(Dataset records)
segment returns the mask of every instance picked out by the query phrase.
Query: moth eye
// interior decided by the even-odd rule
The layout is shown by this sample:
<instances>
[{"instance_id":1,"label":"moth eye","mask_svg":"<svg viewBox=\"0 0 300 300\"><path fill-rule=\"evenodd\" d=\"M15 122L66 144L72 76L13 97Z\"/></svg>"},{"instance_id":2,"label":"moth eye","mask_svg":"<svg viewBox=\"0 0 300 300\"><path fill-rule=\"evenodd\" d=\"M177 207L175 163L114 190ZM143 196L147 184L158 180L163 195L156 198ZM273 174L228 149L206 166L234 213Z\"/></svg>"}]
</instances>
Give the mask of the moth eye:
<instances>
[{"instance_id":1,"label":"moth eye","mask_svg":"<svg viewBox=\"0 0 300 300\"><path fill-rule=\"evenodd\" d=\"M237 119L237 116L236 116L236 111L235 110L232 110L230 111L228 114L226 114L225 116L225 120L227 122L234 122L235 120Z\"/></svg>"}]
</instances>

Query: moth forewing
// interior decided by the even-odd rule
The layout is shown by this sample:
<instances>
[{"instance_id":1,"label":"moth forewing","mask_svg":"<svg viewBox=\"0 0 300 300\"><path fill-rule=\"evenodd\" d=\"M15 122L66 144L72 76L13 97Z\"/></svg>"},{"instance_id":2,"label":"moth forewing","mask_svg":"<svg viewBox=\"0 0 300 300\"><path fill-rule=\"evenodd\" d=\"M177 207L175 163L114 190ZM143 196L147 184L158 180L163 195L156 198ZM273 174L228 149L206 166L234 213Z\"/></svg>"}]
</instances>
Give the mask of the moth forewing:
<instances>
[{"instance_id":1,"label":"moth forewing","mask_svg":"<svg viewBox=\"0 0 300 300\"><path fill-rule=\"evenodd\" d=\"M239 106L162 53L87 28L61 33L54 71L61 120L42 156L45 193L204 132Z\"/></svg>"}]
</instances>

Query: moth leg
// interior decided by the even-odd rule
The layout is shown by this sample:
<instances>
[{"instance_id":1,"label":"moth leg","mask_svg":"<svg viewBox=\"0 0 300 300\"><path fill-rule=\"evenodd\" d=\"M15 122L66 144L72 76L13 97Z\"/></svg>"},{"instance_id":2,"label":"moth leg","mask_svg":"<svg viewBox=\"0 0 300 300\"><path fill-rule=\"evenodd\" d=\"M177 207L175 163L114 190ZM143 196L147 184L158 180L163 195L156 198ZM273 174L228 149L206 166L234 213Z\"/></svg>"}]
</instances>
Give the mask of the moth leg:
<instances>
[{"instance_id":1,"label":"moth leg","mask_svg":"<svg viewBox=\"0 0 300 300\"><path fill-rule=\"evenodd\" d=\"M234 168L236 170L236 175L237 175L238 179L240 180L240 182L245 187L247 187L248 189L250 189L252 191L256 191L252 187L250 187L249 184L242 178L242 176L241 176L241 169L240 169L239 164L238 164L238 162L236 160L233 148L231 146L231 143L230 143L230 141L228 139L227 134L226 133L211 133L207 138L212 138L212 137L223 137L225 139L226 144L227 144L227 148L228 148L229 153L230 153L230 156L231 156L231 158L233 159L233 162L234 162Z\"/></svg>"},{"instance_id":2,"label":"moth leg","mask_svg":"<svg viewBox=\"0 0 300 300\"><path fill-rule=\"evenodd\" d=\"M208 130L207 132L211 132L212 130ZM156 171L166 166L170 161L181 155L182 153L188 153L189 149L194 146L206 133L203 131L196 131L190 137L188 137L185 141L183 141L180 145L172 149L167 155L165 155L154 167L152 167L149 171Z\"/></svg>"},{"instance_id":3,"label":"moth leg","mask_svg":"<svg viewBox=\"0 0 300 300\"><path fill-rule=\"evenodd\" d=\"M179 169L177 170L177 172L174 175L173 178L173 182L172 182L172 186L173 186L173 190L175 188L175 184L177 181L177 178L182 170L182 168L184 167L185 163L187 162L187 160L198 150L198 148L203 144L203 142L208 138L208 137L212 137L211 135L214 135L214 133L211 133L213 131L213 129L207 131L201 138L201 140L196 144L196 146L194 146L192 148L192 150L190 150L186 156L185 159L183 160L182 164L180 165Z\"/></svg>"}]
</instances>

• TASK GOAL
How many of the lines above contain the word "Give"? Reply with the number alone.

• THE ANSWER
3